Мальчишки вопят: «Чарли Чаплин»!… Маска, распространенная тогда и в цирке, и на эстраде. Усики, котелок, походка утиная, громадные штиблеты, тросточка… Первый выход! Смех, овация.
«Чаплин» жонглирует тросточкой, зацепившись носком за ковер — падает.
Почему смешно? Кто объяснит? Искусствоведы. Далее. Смокинг, пиджак — что на нем было, не помню — сбрасывается, он в рваной сорочке. Нищий бродяга, потому рвань. Но какая? Белоснежная сорочка разорвана вертикальными полосами, и сквозь них виден литой торс, мускулатура — анатомию изучай. Мусин пародирует только что исполненный номер! Ну, скажем, канатоходец. Громоздится на туго натянутую проволоку, балансирует, вот-вот сорвется! Но он не срывается и жестами, мимикой (он же мим) — все без слов — подзывает униформиста, требует, чтобы проволоку слегка отпустили: на туго натянутой ему, видите ли, неловко. Проволока спущена. Мусин садится, качается на ней, как на качелях, сбрасывает башмак, подтягивает штаны — и балансирует на слабо натянутой проволоке, что, как всем известно, в сто раз труднее! Он жонглировал — лучше жонглеров, вольтижировал — лучше вольтижировщиков! В воздушном полете перелетал с трапеции на трапецию, как… дьяволенок притяжения земли не чувствовал. Он умел все! И все делал лучше всех! Но грустным, как Чарли Чаплин, он не был. Брови печально подняты, а в глазах задор, по-цирковому «кураж»! Он удачлив, он смел! Его маленького татарина любят высокие красивые блондинки!
— Они его и погубили?
— Нет…
— Водка?

_Сохранённые данные_
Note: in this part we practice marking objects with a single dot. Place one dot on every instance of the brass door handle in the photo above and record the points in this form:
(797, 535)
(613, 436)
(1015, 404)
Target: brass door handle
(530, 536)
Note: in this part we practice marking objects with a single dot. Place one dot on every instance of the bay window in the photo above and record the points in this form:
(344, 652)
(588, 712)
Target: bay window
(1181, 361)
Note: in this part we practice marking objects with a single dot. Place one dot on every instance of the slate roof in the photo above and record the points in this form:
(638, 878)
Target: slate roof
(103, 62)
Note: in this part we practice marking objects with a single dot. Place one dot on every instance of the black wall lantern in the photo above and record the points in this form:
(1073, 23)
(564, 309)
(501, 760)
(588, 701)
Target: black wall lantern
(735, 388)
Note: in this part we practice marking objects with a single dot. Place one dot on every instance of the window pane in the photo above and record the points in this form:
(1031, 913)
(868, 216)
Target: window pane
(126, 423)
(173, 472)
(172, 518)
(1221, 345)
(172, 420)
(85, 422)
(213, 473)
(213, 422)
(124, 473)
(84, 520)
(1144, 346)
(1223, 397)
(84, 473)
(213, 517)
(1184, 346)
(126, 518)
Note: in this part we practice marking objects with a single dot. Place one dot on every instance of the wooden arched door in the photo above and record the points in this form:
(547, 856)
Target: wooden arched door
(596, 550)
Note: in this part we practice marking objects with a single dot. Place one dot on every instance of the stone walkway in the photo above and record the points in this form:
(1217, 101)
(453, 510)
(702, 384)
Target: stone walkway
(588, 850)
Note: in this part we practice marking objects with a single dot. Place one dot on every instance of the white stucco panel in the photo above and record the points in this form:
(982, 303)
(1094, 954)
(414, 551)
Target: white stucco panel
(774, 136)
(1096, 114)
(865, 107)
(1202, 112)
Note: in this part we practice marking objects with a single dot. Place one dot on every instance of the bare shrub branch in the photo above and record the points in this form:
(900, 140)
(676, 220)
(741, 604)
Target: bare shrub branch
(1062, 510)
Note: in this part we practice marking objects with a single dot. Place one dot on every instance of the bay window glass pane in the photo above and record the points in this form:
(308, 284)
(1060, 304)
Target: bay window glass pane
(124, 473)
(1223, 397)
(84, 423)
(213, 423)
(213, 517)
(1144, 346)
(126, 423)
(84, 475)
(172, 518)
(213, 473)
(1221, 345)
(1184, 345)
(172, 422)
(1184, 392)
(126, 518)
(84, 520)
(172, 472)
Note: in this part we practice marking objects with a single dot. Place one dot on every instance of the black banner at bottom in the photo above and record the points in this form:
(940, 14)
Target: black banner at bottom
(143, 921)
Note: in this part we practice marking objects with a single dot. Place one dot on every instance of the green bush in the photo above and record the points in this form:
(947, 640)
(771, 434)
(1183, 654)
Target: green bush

_Задание A_
Перечислите все детали маски Чарли Чаплина, которые названы в отрывке о Мусине сразу после слов «Маска, распространенная тогда и в цирке, и на эстраде».
_Задание B_
Напишите продолжение отрывка о Мусине, которое идёт сразу за репликой «— Водка?».

_Результат выполнения A_
Усики, котелок, утиная походка, громадные штиблеты, тросточка.

_Результат выполнения B_
— Для циркового артиста алкоголь — дисквалификация. Он рано… ушел! Я помню его только молодым.
А какие цирковые номера вам еще особенно нравились?
— Многие, — уклоняется от ответа Менглет.
— «Девушка на шаре»?
— Да, да! Возможно.
— Георгий Павлович! Что?
Не притворяйтесь! Вы не могли забыть этого номера! На шаре танцевала Тамара Рогаткина. Очень эффектная брюнетка!
— Клава, — поправляет Менглет и трясет головой. — Но у меня с ней — ничего! Ничего.
У музыкальных эксцентриков — тоже отличный номер — была вступительная песенка с рефреном: «Ну? А как же!» Ольга Якунина на тот же мотив, с тем же рефреном сочинила песенку о вас! Припоминаете?
— Нет! — Менглет не притворяется.
— Забыли? — Я напеваю:
И увидеть ее чтоб -
Ну? А как же!
Жорик мчится на Варзоб…
— Куда? — Менглет притворяется, что не помнит.
— К Рогаткиной, она там отдыхала.
И в палатке с ней вдвоем -
Ну? А как же!
Ну, а дальше не споем -
Ну, а как же!
Дальше песенке конец -
Ну, а как же!
Ведь наш Жорушка — отец!
Ну? А как же!
Менглет беззвучно смеется.
— С Мишей в грузовике трясся — помню. Могли бы в пропасть загреметь.
— Но не загремели?
— Нет! Но у меня с Клавой — ничего!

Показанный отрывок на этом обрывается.